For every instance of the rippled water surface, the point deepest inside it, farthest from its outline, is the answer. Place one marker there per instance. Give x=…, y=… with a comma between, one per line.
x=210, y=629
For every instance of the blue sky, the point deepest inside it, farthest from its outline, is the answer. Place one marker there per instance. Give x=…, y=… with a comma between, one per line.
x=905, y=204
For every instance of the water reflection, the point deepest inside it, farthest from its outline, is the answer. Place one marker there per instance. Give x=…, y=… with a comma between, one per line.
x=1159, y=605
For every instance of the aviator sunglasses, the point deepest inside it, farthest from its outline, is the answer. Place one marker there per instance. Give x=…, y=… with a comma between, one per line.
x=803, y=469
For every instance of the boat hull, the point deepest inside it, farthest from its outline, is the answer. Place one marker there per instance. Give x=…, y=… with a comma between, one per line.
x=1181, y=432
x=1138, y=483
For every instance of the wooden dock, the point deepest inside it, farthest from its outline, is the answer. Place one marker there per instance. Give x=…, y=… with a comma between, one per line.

## What is expected
Would you write out the whole listing word for word?

## Output of the task
For every instance of the rippled water surface, the point deepest inside it, farthest from its outline, is the answer. Place one marker there per instance. Give x=…, y=… with a comma between, one per line.
x=210, y=629
For every instance of the blue sky, the point deepest inside it, farthest from its outline, is the answer. Place one marker there per instance. Give x=…, y=… with a comma between, one per line.
x=905, y=204
For every instance of the water reflection, the point deepest inside it, farthest from its outline, is the answer. Place one marker there per instance. Give x=…, y=… with a comma between, one per line.
x=1159, y=605
For every instance of the aviator sunglasses, the point deepest inside it, farthest from its outline, is the answer. Place one marker there per instance. Give x=…, y=… with a comma between, one per line.
x=803, y=469
For every instance of the boat hull, the point deepest inside it, farthest from its outline, is the answer. Place one marker there per instance. Give x=…, y=… with a comma between, one per line.
x=1181, y=432
x=1138, y=483
For every instance of the wooden dock, the point deepest inside it, farthest from its outline, is the answer. Place one marker there per instance. Give x=…, y=… with a comma between, one per line.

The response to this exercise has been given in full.